======== Texto base
No exemplo do passarinho, criamos uma expectativa onde achávamos que nossa filha veria os passarinhos crescendo todos os dias e que em algum belo momento, os veríamos saltar do ninho rumo a vida e assim nossa filha poderia ter esse belo contato com o ciclo da vida. De fato ela teve esse contato, mas foi mais no estilo Tarantino e menos Disney. A realidade se apresentou, frustrou nossas expectativas e ficamos chateados.
Como podemos ver isso pela ótica do yoga? Tanto quando os passarinhos morreram quanto quando queremos passar umas semanas em bangalôs na Tailândia e nos frustramos ao não conseguirmos, nos frustramos por nos identificarmos exageradamente com a situação externa. Criamos em nós, internamente uma série de condições dentro de uma história que passa a fazer cada vez mais sentido. E o pior, de uma história onde somos protagonistas! Nos imaginamos naquela situação vivendo algo que criamos a partir de nossa imaginação e ao não termos aquilo realizado, a sensação que temos é como de um ataque a nossa individualidade, à nossa sensação de eu. Aquela história cuidadosamente elaborada para aquele personagem não poderá acontecer, não existirá e somos confrontados por uma realidade diferente daquela que imaginamos. Todos já vivemos isso.
Pela ótima do yoga, pode-se dizer que os condicionamentos que pavimentam os caminhos de nossas ações e decisões enquadram-se em três grupos e afetam o corpo e a mente da seguinte forma:
- Tamas ou sensação de peso, inércia, inação, melancolia, depressão, engano – sentimos dificuldades em tomar decisões, preguiça, torpor. A mente funciona com lentidão, não conseguimos processar ideias e conceitos um pouco mais complexos e temos pouquíssima clareza sobre nossas sensações e sentimentos. Temos uma sensação de limitação e peso no corpo.
================
======== Listagem
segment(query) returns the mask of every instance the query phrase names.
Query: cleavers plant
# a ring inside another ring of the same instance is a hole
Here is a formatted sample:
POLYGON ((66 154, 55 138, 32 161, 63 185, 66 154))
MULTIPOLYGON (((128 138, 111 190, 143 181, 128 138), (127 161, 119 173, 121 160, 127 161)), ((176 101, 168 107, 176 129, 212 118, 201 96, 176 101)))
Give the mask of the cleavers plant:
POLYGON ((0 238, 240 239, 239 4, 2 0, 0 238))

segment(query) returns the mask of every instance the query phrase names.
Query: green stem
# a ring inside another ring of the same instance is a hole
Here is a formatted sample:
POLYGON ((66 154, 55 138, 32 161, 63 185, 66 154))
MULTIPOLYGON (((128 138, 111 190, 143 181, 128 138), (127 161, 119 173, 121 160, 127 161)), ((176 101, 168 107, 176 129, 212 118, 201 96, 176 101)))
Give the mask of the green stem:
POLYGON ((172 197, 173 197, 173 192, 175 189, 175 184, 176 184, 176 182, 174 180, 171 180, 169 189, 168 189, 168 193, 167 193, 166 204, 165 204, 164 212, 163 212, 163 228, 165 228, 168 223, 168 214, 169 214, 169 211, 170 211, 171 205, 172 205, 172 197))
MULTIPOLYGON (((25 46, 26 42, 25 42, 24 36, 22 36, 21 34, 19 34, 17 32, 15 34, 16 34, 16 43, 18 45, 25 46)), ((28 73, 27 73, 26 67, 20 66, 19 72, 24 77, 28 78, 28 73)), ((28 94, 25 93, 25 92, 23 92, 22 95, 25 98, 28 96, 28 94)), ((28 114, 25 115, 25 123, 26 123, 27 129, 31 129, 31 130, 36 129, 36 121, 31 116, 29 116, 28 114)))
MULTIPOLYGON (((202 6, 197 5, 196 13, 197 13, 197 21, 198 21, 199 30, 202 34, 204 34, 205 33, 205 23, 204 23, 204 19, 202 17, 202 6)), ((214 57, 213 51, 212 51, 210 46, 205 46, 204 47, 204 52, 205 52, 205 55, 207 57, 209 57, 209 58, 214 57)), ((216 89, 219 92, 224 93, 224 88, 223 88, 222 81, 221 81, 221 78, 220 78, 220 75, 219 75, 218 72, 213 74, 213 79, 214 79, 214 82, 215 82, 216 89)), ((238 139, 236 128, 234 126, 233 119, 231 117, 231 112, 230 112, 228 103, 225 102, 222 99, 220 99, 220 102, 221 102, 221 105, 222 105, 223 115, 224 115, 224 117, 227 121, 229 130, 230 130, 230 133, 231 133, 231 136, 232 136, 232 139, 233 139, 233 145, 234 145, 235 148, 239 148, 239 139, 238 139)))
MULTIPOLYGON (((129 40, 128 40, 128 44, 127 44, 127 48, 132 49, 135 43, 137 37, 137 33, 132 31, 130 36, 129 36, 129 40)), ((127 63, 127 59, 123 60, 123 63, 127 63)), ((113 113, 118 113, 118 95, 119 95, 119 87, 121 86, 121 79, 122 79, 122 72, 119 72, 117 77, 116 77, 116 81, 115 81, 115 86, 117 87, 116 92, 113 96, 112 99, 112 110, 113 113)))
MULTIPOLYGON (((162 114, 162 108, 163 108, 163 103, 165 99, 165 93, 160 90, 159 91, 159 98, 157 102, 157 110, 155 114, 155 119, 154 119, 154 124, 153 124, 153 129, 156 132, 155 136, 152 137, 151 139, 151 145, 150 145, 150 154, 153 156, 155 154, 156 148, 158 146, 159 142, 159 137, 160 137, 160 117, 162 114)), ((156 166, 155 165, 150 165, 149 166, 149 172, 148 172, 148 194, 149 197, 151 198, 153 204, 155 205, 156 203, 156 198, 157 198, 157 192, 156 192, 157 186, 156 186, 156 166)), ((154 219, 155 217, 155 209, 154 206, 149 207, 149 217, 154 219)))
================
> [Atividades propostas]:
1 - Altere o trecho do texto sobre yoga que se inicia com as palavras que contêm "No exemplo do" e se encerra em "e ficamos chateados.", reescrevendo-o com "Tarantino" substituído por "Hitchcock".
2 - De acordo com o texto sobre yoga, em quantos grupos se enquadram os condicionamentos que pavimentam os caminhos de nossas ações e decisões?

> [Soluções desenvolvidas]:
1 -
No exemplo do passarinho, criamos uma expectativa onde achávamos que nossa filha veria os passarinhos crescendo todos os dias e que em algum belo momento, os veríamos saltar do ninho rumo a vida e assim nossa filha poderia ter esse belo contato com o ciclo da vida. De fato ela teve esse contato, mas foi mais no estilo Hitchcock e menos Disney. A realidade se apresentou, frustrou nossas expectativas e ficamos chateados.

2 - Em três grupos.